**PROBLEMS TO SOLVE**:
A) In the passage on digital health care, what positions does Patty Lee hold at Orbit Health?
B) Copy the passage on digital health care word for word, from "COVID-19 has normalised" to "health technology innovation?".

COVID-19 has normalised the use of digital solutions in healthcare delivery, turning long-held scepticism into a greater willingness to utilise such technologies.
This growing openness to health tech innovations is a boon to the region’s health systems that are seeking ways to address immediate needs as well as longstanding problems of access and unequal standards of healthcare.
Patty Lee, CEO and co-founder of Orbit Health, a health technology company, believes startups can help to fill the gaps and drive patient-centric care in new ways.
Q. What role do you see digital solutions playing in chronic diseases like Parkinson’s Disease and how has your company pushed for health technology innovation?
When it comes to chronic diseases, one of the main problems for doctors is having to rely on a snapshot of information to treat a disease that the patient lives with 24/7.
This significantly limits personalisation because clinical decisions are based on a one-off approach or a narrow time frame. Secondly, it can be challenging for healthcare professionals to participate early in the patient’s journey as oftentimes they see the patients after an adverse event.

Stored entries

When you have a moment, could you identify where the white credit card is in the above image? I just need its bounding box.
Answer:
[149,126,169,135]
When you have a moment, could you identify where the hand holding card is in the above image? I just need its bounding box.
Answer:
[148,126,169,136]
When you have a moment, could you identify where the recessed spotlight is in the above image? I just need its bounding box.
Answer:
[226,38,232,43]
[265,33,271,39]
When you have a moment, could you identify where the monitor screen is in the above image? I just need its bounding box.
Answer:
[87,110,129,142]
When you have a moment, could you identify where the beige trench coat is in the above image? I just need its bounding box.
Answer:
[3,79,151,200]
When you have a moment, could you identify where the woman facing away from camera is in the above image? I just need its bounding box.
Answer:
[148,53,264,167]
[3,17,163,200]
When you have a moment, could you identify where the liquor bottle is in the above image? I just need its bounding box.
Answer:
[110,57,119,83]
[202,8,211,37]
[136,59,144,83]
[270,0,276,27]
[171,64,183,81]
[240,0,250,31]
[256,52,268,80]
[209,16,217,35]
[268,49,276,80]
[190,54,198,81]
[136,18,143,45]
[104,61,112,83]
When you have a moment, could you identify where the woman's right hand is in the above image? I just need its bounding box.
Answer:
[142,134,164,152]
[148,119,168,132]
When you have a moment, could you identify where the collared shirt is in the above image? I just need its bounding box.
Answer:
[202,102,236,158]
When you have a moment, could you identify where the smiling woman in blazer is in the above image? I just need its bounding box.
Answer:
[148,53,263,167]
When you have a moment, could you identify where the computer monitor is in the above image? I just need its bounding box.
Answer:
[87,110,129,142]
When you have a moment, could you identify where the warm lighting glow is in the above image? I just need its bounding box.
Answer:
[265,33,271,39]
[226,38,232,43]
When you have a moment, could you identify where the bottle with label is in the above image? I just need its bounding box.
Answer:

**ANSWERS GIVEN**:
A) CEO and co-founder

B)
COVID-19 has normalised the use of digital solutions in healthcare delivery, turning long-held scepticism into a greater willingness to utilise such technologies.
This growing openness to health tech innovations is a boon to the region’s health systems that are seeking ways to address immediate needs as well as longstanding problems of access and unequal standards of healthcare.
Patty Lee, CEO and co-founder of Orbit Health, a health technology company, believes startups can help to fill the gaps and drive patient-centric care in new ways.
Q. What role do you see digital solutions playing in chronic diseases like Parkinson’s Disease and how has your company pushed for health technology innovation?